Exercise goal
Transcribe the entries that follow exactly as they appear, minus pictures.

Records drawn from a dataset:
Start of Block

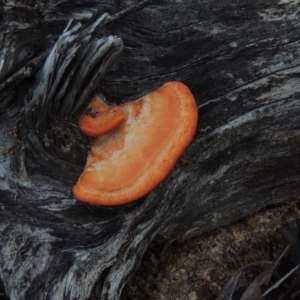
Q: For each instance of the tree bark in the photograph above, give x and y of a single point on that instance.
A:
(241, 61)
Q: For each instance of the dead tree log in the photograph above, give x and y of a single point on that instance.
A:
(241, 61)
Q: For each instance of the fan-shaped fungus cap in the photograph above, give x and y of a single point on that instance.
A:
(144, 140)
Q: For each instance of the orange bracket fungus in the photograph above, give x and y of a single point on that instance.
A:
(135, 145)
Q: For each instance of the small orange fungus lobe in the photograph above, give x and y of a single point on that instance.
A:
(101, 118)
(135, 145)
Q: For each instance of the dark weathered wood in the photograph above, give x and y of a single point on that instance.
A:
(241, 61)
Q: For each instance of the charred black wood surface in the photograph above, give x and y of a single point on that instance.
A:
(241, 61)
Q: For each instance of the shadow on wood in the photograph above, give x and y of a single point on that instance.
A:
(241, 61)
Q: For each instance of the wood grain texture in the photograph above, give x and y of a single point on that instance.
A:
(241, 61)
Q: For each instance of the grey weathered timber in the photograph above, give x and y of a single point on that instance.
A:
(241, 61)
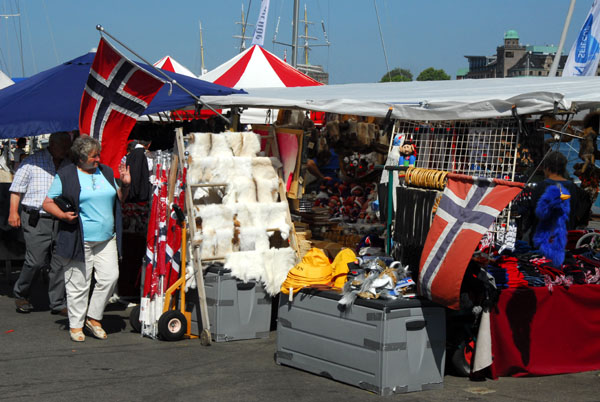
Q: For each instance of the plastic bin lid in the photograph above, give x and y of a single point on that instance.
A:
(217, 268)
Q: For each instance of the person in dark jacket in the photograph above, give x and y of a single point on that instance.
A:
(136, 160)
(555, 172)
(89, 236)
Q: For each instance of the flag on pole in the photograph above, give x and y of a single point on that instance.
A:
(117, 92)
(585, 53)
(174, 234)
(261, 24)
(467, 209)
(151, 245)
(161, 265)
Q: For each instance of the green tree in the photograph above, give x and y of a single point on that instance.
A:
(397, 74)
(431, 74)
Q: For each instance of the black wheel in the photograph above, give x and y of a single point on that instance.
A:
(205, 339)
(172, 325)
(134, 319)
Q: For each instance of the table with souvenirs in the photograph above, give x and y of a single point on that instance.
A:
(546, 319)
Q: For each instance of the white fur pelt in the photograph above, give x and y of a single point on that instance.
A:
(277, 218)
(220, 146)
(224, 241)
(200, 146)
(240, 190)
(252, 238)
(209, 244)
(241, 187)
(243, 214)
(246, 265)
(217, 229)
(265, 177)
(278, 262)
(270, 266)
(235, 142)
(250, 144)
(215, 216)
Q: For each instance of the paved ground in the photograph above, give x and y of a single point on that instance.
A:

End of Block

Exercise output
Q: For each instance of the tree bark in the photograph above, give x and y of a single point on that instance.
A:
(241, 61)
Q: For each instance of the dead tree log in the photograph above, give x and y of a single point on that instance.
A:
(241, 61)
Q: For each instance of the fan-shaped fungus cap in the photograph above, give x and y of a single point on that instance.
A:
(144, 140)
Q: For each instance of the orange bracket fungus in the photograph above, give x and y of a single point on that instance.
A:
(135, 145)
Q: For each instance of the small orange fungus lobe in the photograph above, give x and y of a single point on that instance.
A:
(101, 118)
(135, 145)
Q: For each instance of the dark weathered wood in the photograph above, give x and y of a single point on that instance.
A:
(241, 61)
Q: For each instance of the charred black wood surface in the photograph above, give x and y of a single point on that instance.
A:
(241, 61)
Q: For each instance of the shadow on wood in the photograph above, give x and y of a single point on that instance.
A:
(241, 61)
Q: For each instance of the wood grain texture in the photograph above, give x and y of a single point on that instance.
A:
(241, 61)
Q: For each instance of the grey weathered timber in the photograph above, give x and y of a single point on that instance.
A:
(241, 61)
Q: For each instance of the plastic bin lid in the photograph above, give x and y of a single point on that instance.
A:
(217, 268)
Q: For each instance of the person in dark jacket in the photograph above, give x and y of a single point on that instance.
A:
(136, 160)
(555, 172)
(89, 236)
Q: For each instance of the flag on pole in the photograph above, give x and y of a single point on that instance.
A:
(117, 92)
(585, 53)
(174, 234)
(261, 24)
(467, 209)
(151, 245)
(161, 265)
Q: For each instance of the green tree in the photograph above, give x and y of a single point on that instance.
A:
(397, 74)
(431, 74)
Q: For each instance of the black wheel in the photograph above, give x and y of a single point on that instance.
A:
(205, 339)
(172, 325)
(134, 319)
Q: For each instance of the table with souvenirs in the photograph above, give x and y of a single point on that instance.
A:
(546, 319)
Q: For each instance of the white fur pelt in the photograph above, give x and y of a single point on that instance.
A:
(277, 218)
(220, 146)
(224, 241)
(200, 146)
(240, 190)
(252, 238)
(209, 244)
(241, 187)
(243, 214)
(246, 265)
(217, 229)
(265, 177)
(278, 262)
(270, 266)
(235, 142)
(250, 144)
(215, 216)
Q: For each instance of the paved ground in the photograph above, give x and y of a single point on that instance.
A:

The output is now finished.